+++ PAGE TEXT

At 65 years old, Somerset native Carole-Ann Warburton experienced a plot twist that led to the fulfillment of a long-cherished dream she'd never even spoken of aloud.
After a debilitating illness incapacitated her, Warburton was left with the question of what to do going forward. During her convalescence, her daughter brought around some real estate listings for the sort of homes in which she thought her mum might best spend her golden years. Coincidentally, amongst the notices was an offering for a small barbershop with an above-stairs apartment.
For Warburton, although she admits "the place was awful," it was love at first sight—and the perfect opportunity to do something she'd yearned to do for almost as long as she could remember—work in a bookshop.
Less than three months after coming to her decision, Warburton had handed in her retirement notice, sold her house, bought the store, and—using a personal inventory totaling between 8,000 to 9,000 titles—she launched her new venture, The Book Rest.
Warburton has been an avid book collector since she was a child. As an adult, she married a man with a similar avocation. The four-bedroom home she and her ex-husband shared with their children (much to their dismay) was "chock-a-block" with books.

++++++
+++ ENTRIES PROVIDED

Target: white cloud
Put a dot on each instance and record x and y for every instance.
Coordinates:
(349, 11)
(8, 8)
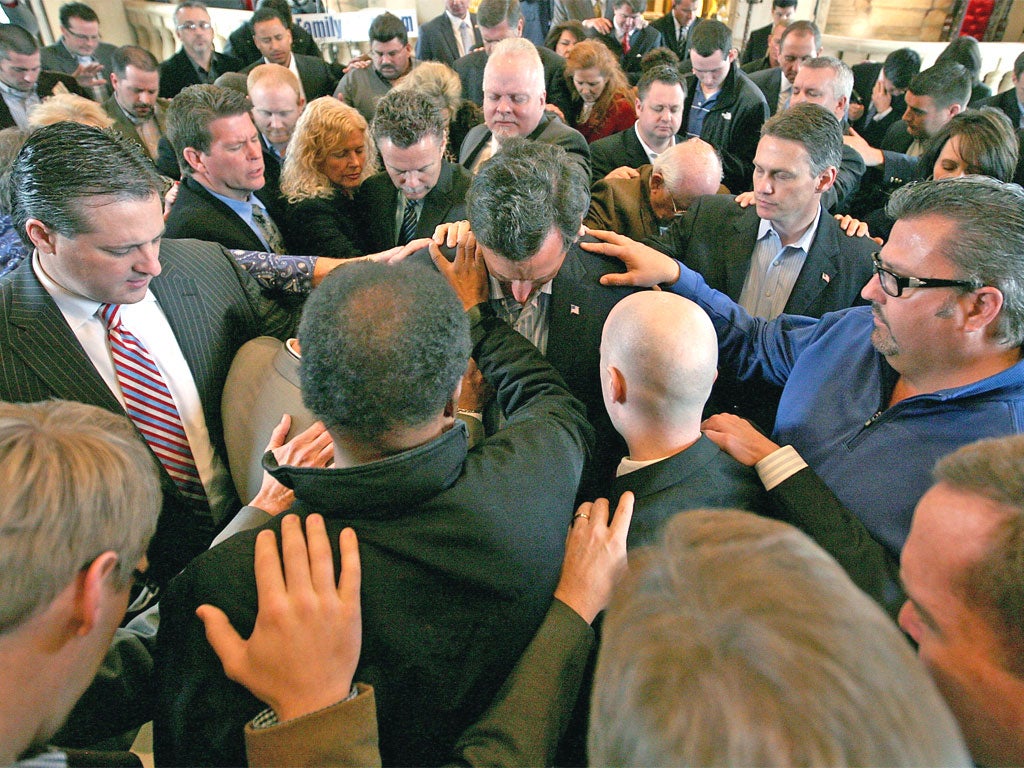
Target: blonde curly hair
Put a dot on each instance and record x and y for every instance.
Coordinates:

++++++

• _ACTIVITY A_
Edit the text about Carole-Ann Warburton: give the part between "Less than three" and "The Book Rest.", inclusive, with "three months" changed to "four months".
• _ACTIVITY B_
In the text about Carole-Ann Warburton, how many titles were in the personal inventory she used to launch her store?
• _ACTIVITY C_
Please carry on the text about Carole-Ann Warburton from where it stops.

• _WRITTEN REPLY A_
Less than four months after coming to her decision, Warburton had handed in her retirement notice, sold her house, bought the store, and—using a personal inventory totaling between 8,000 to 9,000 titles—she launched her new venture, The Book Rest.

• _WRITTEN REPLY B_
Between 8,000 and 9,000 titles.

• _WRITTEN REPLY C_
Warburton admits learning to let go of her beloved tomes was a bit of an adjustment, but one she feels the better for making.
"It still feels, when a special book goes out, like a bit of a loss—as if some little part of me has been taken away," she said in an interview with The Guardian. "And then I make common sense come back to me and say, ‘Let someone else learn from it.' It's a growing up, if you like, an acceptance."
A decade on, The Book Rest recently celebrated its 10th anniversary. Although the pandemic has slowed foot traffic, since Warburton's driving motive isn't monetary profit, but rather, something of a deeper, more idiosyncratic personal value, she has no plans to close up shop.
Having achieved her own dream, Warburton sees every day in the bookstore as an opportunity to help others realize theirs as well.
"All the dreams are in the books," she told The Guardian. "They are all there waiting to be picked up… Someone can walk in tomorrow and say, ‘I have been looking for that for an awfully long time!"
And as gatekeeper to her own small universe of literary wonders, Warburton says she plans to stay around as long as she can to ensure that they do.